Exact copies are required of the lines from the line containing "such as [248,330]." through the final line of the listing, both included, and of no other lines.
═══ Dataset rows
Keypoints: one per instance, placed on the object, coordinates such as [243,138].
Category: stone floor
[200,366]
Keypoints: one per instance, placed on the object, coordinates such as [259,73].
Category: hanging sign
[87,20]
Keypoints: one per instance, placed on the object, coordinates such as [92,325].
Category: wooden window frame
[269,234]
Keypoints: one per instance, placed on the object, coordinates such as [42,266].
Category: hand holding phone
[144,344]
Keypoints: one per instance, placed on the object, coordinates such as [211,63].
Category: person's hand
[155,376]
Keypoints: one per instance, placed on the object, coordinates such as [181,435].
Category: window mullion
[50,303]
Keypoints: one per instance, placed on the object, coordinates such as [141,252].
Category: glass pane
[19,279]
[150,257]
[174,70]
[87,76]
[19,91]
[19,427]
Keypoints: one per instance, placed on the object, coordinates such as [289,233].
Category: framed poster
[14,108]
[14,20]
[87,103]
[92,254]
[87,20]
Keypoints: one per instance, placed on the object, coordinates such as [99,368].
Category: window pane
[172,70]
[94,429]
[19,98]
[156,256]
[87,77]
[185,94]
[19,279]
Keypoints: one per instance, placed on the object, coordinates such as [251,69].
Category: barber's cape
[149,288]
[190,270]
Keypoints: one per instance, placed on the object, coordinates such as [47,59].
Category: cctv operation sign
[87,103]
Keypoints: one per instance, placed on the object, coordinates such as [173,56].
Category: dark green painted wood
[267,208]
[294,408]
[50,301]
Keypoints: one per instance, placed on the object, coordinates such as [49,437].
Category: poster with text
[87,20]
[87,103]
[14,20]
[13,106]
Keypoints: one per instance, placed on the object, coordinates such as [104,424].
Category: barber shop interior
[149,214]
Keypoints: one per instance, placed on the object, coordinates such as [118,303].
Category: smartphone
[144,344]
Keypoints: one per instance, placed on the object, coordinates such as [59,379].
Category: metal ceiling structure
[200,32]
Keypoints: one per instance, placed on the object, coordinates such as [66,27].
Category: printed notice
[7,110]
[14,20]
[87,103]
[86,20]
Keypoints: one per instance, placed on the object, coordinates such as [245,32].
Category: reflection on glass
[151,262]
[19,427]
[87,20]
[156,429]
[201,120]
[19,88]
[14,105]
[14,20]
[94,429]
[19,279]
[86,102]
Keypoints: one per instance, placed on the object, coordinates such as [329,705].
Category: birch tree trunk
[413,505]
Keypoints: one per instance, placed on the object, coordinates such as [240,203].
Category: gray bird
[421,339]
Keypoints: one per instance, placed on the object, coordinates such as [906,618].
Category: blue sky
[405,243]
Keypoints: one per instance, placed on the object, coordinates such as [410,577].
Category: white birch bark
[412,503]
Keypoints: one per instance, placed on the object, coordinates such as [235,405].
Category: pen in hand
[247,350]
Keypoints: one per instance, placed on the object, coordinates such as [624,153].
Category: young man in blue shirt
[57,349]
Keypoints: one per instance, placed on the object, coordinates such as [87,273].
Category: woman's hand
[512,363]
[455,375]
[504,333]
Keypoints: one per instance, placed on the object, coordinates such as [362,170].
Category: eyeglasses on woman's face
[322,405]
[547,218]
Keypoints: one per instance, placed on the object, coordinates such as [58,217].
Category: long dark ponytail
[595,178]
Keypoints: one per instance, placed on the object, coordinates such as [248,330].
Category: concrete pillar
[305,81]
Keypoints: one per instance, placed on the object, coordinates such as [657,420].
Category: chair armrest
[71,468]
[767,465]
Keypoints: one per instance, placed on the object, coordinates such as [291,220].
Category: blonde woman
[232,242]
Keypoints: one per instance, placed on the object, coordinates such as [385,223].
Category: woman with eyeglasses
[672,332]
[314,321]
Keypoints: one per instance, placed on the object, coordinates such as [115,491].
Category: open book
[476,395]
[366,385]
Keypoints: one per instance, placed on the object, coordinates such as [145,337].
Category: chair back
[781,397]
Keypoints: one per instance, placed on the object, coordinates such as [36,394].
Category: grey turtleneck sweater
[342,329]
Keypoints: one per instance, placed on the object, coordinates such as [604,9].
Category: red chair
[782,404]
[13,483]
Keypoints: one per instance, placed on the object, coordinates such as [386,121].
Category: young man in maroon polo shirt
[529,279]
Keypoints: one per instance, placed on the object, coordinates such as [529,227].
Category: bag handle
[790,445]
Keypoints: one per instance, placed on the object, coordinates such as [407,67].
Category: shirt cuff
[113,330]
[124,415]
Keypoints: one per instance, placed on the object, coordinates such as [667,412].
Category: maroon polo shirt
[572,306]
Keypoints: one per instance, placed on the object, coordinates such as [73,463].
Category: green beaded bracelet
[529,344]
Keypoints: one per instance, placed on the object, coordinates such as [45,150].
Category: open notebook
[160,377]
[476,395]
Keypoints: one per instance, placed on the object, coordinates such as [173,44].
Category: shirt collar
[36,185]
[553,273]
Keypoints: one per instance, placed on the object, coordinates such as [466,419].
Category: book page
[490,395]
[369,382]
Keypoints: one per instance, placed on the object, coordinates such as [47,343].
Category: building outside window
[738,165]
══════
▶ [Task result]:
Keypoints: one per instance, placed on the object, coordinates such as [248,330].
Category: concrete pillar
[305,81]
Keypoints: one per instance, placed on the object, coordinates such as [657,420].
Category: chair armrest
[71,468]
[767,465]
Keypoints: one per instance, placed on the object, coordinates such as [291,220].
Category: blonde woman
[232,242]
Keypoints: one per instance, placed on the object, coordinates such as [385,223].
Category: woman with eyeglasses
[672,332]
[314,321]
Keypoints: one per instance, placed on the object, coordinates such as [115,491].
Category: open book
[476,395]
[366,385]
Keypoints: one per instance, placed on the object, coordinates such as [145,337].
Category: chair back
[781,397]
Keypoints: one per instance, placed on the object, coordinates such as [36,394].
Category: grey turtleneck sweater
[342,329]
Keypoints: one per instance, placed on the object, coordinates such as [604,9].
Category: red chair
[782,404]
[13,483]
Keypoints: one per instance, placed on the object, coordinates such as [386,121].
Category: young man in maroon polo shirt
[529,279]
Keypoints: one per instance, placed on the object, coordinates such as [529,227].
Category: bag handle
[790,445]
Keypoints: one per instance, placed on the object, coordinates such as [407,67].
Category: shirt cuff
[113,330]
[124,415]
Keypoints: one per instance, placed on the object, coordinates such as [667,412].
Category: maroon polo shirt
[572,306]
Keypoints: one per instance, placed on the object, coordinates such as [73,463].
Category: green beaded bracelet
[529,344]
Keypoints: one per instance, placed on the object, coordinates such as [45,150].
Category: open notebook
[160,377]
[476,395]
Keypoints: one per instance, placed on the object, coordinates such as [173,44].
Category: shirt collar
[36,185]
[553,273]
Keypoints: one per instance, placed on the object, coordinates such as [466,419].
Category: book page
[490,395]
[369,382]
Keypoints: one per instance, placed on the object, coordinates such as [47,343].
Category: building outside window
[738,165]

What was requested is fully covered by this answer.